Lines of data:
* * *

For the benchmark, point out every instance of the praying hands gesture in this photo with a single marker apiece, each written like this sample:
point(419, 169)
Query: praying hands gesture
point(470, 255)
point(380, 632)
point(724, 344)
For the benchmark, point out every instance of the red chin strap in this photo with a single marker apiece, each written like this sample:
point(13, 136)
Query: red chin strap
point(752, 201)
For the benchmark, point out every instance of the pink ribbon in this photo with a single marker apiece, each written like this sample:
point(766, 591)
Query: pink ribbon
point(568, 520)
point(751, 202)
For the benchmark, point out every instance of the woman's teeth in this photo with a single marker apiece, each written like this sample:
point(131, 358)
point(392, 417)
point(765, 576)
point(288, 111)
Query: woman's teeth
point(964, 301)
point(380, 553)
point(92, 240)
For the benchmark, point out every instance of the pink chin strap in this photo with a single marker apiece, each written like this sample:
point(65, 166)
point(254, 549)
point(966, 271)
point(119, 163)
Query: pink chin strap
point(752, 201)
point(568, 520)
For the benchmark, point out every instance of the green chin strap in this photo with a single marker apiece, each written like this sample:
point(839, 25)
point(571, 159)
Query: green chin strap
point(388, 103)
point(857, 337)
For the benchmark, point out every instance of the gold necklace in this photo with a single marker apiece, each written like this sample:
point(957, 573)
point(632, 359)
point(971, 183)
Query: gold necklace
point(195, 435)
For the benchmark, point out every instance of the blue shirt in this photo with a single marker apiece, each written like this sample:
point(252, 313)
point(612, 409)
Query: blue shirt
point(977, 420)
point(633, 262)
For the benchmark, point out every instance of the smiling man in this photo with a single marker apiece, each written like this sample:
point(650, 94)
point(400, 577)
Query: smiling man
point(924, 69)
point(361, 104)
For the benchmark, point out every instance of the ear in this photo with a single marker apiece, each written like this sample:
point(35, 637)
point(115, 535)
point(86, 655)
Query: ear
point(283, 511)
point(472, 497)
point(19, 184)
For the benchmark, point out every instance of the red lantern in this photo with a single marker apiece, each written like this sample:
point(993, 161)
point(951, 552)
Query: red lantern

* * *

_The exercise:_ Could you write out all the records above again, switching every "chin strap" to "helmet strap" and leaving everything else unchanged?

_Expected answer:_
For the benchmark, point out every instance of the praying hands gesture in this photo with a single marker apiece, each written like this sample:
point(419, 169)
Query: praying hands gesture
point(470, 255)
point(380, 632)
point(724, 344)
For the benchmark, point out every instance of the red helmet strap in this photo with a single marker apiece, each written like this sample:
point(13, 136)
Query: red helmet strap
point(752, 201)
For the benchmark, point out every instance of the pink ribbon in this photo with a single marker apiece, each written like this sample:
point(766, 591)
Query: pink ribbon
point(568, 520)
point(751, 202)
For the benchmark, point out every instance of the woman's teeth in this photo with a single marker apiece, each written like this sample:
point(131, 358)
point(392, 417)
point(765, 576)
point(288, 111)
Query: woman's teeth
point(964, 301)
point(380, 553)
point(92, 240)
For the benchmark, point out every instance of the pink helmet strap in this photo with a single marker apiece, each written like this sample:
point(65, 166)
point(254, 549)
point(966, 271)
point(119, 163)
Query: pink helmet strap
point(752, 201)
point(568, 520)
For the benchmark, point out every instance of the green helmet strap in this photo with a single marker apiece, each written like this sample:
point(839, 25)
point(571, 159)
Query: green helmet strap
point(388, 103)
point(857, 337)
For the benchmark, point out every instance of the gold necklace in this photo with a single marker apiece, each written like this sample:
point(957, 573)
point(632, 359)
point(971, 183)
Query: gold necklace
point(195, 435)
For the benchmark, point out every instance of the blue shirt in this photo with a single marker apiece, each written like this sample:
point(252, 313)
point(612, 409)
Query: blue shirt
point(977, 420)
point(633, 262)
For the benchmark, point out every instance of the smiling man in this photo with a single marker apiece, each written like this sample:
point(650, 94)
point(400, 577)
Query: smiling man
point(924, 69)
point(361, 104)
For the benchmark, point out every instance of the ear in this photo with a single marker apiece, each written like this sample:
point(35, 637)
point(115, 535)
point(86, 655)
Query: ear
point(283, 511)
point(472, 497)
point(19, 184)
For the benchmark, point out every instance of the red lantern in this photo with a single marker apiece, each written like this sample:
point(993, 161)
point(951, 552)
Query: red lantern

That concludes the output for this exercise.